**The problem:** All of the entries need to be written out again, exactly as they are.

Part of a data file:
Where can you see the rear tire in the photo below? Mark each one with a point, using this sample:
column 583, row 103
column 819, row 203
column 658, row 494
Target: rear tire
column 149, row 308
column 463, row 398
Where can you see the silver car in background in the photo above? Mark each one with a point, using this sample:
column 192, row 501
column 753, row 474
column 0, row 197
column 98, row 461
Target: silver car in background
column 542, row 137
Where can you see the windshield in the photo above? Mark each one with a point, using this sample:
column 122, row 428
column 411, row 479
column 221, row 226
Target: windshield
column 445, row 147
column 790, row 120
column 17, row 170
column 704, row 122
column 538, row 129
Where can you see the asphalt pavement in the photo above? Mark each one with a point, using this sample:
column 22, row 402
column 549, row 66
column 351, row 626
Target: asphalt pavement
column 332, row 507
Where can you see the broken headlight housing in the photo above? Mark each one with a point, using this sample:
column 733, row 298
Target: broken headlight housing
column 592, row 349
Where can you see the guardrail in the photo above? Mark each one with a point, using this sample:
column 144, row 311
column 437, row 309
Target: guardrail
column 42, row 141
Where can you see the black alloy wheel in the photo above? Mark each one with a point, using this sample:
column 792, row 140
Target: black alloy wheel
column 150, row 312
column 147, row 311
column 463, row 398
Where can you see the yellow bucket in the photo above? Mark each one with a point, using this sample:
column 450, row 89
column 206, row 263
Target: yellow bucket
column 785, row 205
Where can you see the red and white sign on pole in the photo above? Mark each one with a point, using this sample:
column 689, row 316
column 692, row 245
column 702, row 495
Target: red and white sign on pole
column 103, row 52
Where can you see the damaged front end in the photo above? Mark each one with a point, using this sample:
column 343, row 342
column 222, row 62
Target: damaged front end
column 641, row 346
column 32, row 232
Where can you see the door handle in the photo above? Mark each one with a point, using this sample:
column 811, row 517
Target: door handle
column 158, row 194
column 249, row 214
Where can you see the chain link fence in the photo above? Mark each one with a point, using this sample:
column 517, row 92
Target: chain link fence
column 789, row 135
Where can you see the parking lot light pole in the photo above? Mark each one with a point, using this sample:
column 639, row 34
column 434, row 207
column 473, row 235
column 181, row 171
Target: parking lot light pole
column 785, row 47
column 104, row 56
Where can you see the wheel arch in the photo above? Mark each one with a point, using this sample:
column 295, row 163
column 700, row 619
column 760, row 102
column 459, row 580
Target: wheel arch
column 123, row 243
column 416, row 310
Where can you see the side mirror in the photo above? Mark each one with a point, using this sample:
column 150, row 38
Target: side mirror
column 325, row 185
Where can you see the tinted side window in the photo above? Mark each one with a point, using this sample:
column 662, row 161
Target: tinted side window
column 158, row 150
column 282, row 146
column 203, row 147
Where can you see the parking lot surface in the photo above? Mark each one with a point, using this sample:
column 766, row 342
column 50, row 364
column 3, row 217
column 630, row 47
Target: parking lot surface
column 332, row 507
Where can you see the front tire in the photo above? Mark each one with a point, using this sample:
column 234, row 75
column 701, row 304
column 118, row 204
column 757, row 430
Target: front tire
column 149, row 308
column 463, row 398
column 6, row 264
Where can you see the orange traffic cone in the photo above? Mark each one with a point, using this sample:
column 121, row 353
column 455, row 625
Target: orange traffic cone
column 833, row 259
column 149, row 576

**Finished task:**
Where can you see the rear tire in the photo below? Mark each one with a point, using this sample:
column 583, row 103
column 819, row 203
column 658, row 494
Target: rear tire
column 149, row 308
column 463, row 398
Where can you see the silver car in background in the photo above? Mark each one with a point, using this sample:
column 192, row 501
column 753, row 474
column 0, row 197
column 98, row 461
Target: silver car in background
column 542, row 137
Where can you see the windshield in the photo above? Mark each one with a point, using this sample:
column 122, row 428
column 411, row 479
column 221, row 226
Target: windshield
column 445, row 147
column 790, row 120
column 17, row 170
column 704, row 122
column 538, row 129
Where can you see the asphalt pavement in the photo above? Mark each one with a point, using this sample:
column 22, row 402
column 549, row 66
column 351, row 626
Target: asphalt pavement
column 332, row 507
Where can you see the broken headlight housing in the photo above? Mark each one with a point, using this sample:
column 733, row 298
Target: broken headlight housing
column 592, row 349
Where can you see the guardrail in the photo above? Mark each one with a point, using this sample:
column 144, row 311
column 437, row 309
Target: guardrail
column 42, row 141
Where can you see the black alloy wheel in the photo above? Mark each one with a point, using this sample:
column 792, row 140
Target: black alloy wheel
column 150, row 312
column 147, row 311
column 463, row 398
Where can you see the yellow bucket in the photo above? Mark each one with a point, using this sample:
column 450, row 89
column 206, row 263
Target: yellow bucket
column 785, row 205
Where can you see the red and white sign on pole in the photo above? Mark each one with a point, using this sample:
column 689, row 316
column 692, row 245
column 702, row 495
Target: red and white sign on pole
column 103, row 52
Where can you see the damaged front end in the photo above? Mark each one with a point, using this sample:
column 343, row 342
column 222, row 62
Target: damaged front end
column 641, row 346
column 32, row 232
Where can you see the door handle in the photo above? Mark each one with a point, using this sample:
column 811, row 517
Target: door handle
column 158, row 194
column 249, row 214
Where can you see the chain link fence in the photo above? Mark each one with a point, using this sample:
column 517, row 92
Target: chain link fence
column 789, row 135
Where can you see the parking lot light pole in the photo above? Mark each one with a point, using this sample:
column 639, row 34
column 434, row 207
column 473, row 235
column 181, row 171
Target: parking lot light pole
column 785, row 47
column 104, row 56
Where can you see the wheel arch in the photo above? Mark each one with a point, using this sample:
column 295, row 163
column 700, row 619
column 760, row 102
column 459, row 580
Target: wheel arch
column 123, row 243
column 416, row 310
Where can you see the side mirror in the photo above? Mark each one with a point, using this sample:
column 150, row 38
Target: side mirror
column 325, row 185
Where can you see the tinted side window in the photo above? Mark each one with a point, using this sample:
column 662, row 161
Target: tinted side window
column 158, row 150
column 282, row 146
column 203, row 147
Where can you see the parking lot surface in the photo above? Mark each one with a point, using this sample:
column 766, row 342
column 50, row 364
column 3, row 217
column 630, row 47
Target: parking lot surface
column 332, row 507
Where can you see the front tire in the photo above? Mark each one with a point, using this sample:
column 234, row 75
column 701, row 304
column 118, row 204
column 757, row 430
Target: front tire
column 149, row 308
column 463, row 398
column 6, row 264
Where can you see the orange traffic cone in the photo above? Mark each one with a point, using this sample:
column 121, row 353
column 455, row 625
Target: orange traffic cone
column 833, row 259
column 149, row 576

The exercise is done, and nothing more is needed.